What you need to do – Write out every line below again exactly as it stands, skipping each image.

Saved entries
Content starts
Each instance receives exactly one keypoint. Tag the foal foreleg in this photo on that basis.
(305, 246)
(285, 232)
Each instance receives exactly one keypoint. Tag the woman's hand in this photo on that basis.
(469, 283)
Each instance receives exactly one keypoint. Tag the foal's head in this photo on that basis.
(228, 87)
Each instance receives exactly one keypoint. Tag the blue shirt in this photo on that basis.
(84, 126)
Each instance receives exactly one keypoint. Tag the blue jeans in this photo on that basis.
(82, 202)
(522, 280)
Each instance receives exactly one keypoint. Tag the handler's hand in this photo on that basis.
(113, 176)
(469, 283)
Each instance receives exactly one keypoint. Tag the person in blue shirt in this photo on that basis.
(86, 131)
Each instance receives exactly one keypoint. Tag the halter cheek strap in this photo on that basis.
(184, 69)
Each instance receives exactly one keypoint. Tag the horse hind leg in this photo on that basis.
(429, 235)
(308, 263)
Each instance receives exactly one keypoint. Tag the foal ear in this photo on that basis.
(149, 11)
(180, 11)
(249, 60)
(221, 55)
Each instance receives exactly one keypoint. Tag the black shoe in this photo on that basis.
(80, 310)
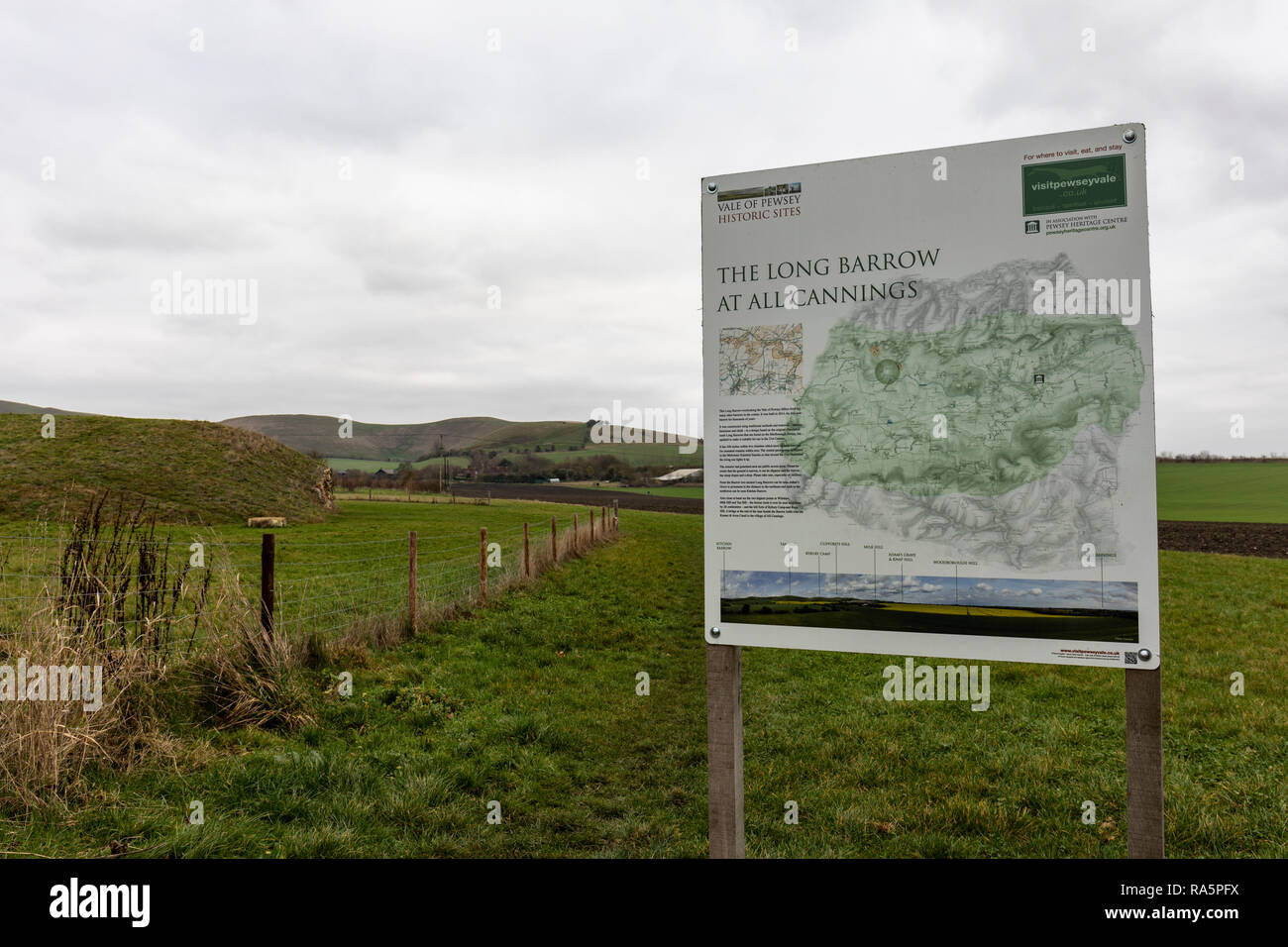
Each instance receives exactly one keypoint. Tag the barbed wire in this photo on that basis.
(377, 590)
Content ends
Task output –
Each instance receives exactly one keypoint. Tag the foal foreleg in this photo on that basis.
(305, 246)
(285, 232)
Each instance receives exactly one keypoint. Tag the woman's hand in this photo on that basis.
(469, 283)
Each instance receives exactly one keypoint. Tag the foal's head in this photo on that basis.
(228, 87)
Each instance receives exactly one keypoint. Tag the blue shirt in this photo on that basis.
(84, 126)
Each instance receives exactly one keypoint. Tag the blue jeans in this photo on that basis.
(82, 202)
(522, 280)
Each instance receives exactly one keypoint. Tag the handler's hand in this photo on that basis.
(113, 176)
(469, 283)
Each instance receives exactly one keypoint. Tag the person in blue shirt in this photo on that basis.
(86, 131)
Each instance receives exactly one keypoint. Tag the halter cheek strap in this photo on that basis.
(184, 69)
Each instance receives exactly one keypoint. Tag the horse hind leg in this photo on that basis.
(429, 235)
(308, 263)
Each instance receives exactly one keypoint. Tag the foal ear in this photo on that basis.
(149, 11)
(180, 11)
(249, 60)
(221, 55)
Each instance receives exactly one keypoint. Tag the black shoe in this photo on that basis.
(80, 310)
Each instance receives exactly one keypoint. Tag the barbed wire in this photo on that basis.
(377, 590)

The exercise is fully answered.